Segment Start: Given text
Spaces:

Pratyush-01
/

physix-live

Sleeping

App Files Files Community

physix-live / physix /server /providers.py

Pratyush-01

cleanup: strip verbose comments from physix/server/providers.py

a88dae7 verified 12 days ago

raw

history blame contribute delete

15 kB

	"""LLM provider abstraction for the interactive demo.

	The demo points at any OpenAI-compatible ``/v1/chat/completions`` endpoint:
	local Ollama, Hugging Face's Inference Providers router, OpenAI itself,
	vLLM, OpenRouter, etc. Everything funnels through one factory so the UI
	only has to learn one shape.

	The browser passes ``base_url``, ``model``, and (optionally) ``api_key``
	on every request. If ``api_key`` is missing we fall back to a per-provider
	env var so a Hugging Face Space can ship a default working config without
	hard-coding secrets in client bundles.
	"""

	from __future__ import annotations

	import logging
	import os
	from collections.abc import Callable
	from typing import Optional

	from fastapi import HTTPException
	from pydantic import BaseModel, ConfigDict, Field

	_log = logging.getLogger(__name__)


	HF_ROUTER_BASE_URL = "https://router.huggingface.co/v1"
	OPENAI_BASE_URL = "https://api.openai.com/v1"
	OLLAMA_OPENAI_BASE_URL = "http://localhost:11434/v1"
	PHYSIX_INFER_BASE_URL = "https://pratyush-01-physix-infer.hf.space/v1"


	class LlmStepRequest(BaseModel):
	"""Provider-agnostic step payload.
Segment End: Given text
Segment Start: The data
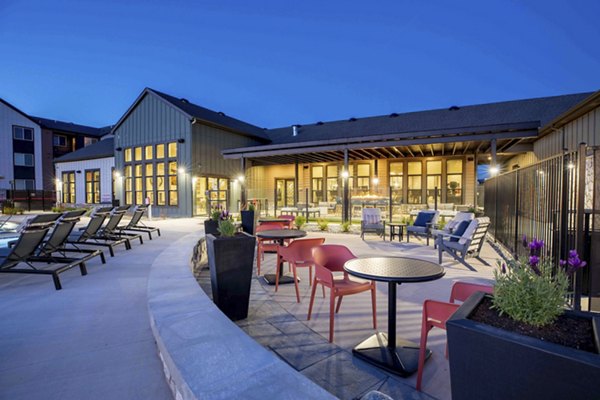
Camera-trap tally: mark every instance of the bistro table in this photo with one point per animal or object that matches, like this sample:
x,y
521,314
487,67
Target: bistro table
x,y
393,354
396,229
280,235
Segment End: The data
Segment Start: The data
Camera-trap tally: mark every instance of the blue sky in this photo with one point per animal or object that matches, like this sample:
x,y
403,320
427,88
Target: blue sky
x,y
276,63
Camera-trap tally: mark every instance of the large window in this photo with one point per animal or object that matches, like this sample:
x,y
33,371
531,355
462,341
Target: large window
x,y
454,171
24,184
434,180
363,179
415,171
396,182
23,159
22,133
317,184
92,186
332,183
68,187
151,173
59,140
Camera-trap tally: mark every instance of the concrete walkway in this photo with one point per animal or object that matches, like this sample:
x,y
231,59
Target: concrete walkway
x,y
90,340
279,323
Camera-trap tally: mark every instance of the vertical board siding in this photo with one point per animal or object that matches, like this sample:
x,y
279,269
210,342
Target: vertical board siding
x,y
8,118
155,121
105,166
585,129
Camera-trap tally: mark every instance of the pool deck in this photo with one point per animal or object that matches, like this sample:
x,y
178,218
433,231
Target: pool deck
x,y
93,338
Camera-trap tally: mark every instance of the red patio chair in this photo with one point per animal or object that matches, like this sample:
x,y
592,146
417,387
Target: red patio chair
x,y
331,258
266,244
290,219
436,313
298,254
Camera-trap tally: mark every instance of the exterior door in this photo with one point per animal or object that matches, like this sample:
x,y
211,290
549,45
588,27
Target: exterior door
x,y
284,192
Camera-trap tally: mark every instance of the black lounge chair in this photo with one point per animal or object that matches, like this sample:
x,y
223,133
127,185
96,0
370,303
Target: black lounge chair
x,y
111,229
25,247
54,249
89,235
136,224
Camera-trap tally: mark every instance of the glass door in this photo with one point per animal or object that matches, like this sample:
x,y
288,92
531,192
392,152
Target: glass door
Segment End: The data
Segment Start: The data
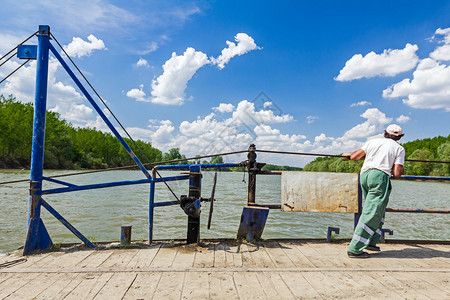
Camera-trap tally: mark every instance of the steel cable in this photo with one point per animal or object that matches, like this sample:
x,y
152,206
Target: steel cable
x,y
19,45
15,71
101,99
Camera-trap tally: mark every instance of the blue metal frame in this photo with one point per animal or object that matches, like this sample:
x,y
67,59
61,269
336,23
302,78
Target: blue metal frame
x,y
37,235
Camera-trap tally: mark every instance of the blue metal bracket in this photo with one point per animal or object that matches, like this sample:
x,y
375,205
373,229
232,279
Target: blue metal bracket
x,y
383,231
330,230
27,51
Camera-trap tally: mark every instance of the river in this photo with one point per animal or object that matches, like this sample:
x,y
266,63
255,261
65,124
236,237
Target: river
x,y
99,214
Segment End: The data
Repeat everything in the LLM provider file from "The demo points" down to "learn one shape.". None of the lines above are needed.

The demo points at any OpenAI-compatible ``/v1/chat/completions`` endpoint:
	local Ollama, Hugging Face's Inference Providers router, OpenAI itself,
	vLLM, OpenRouter, etc. Everything funnels through one factory so the UI
	only has to learn one shape.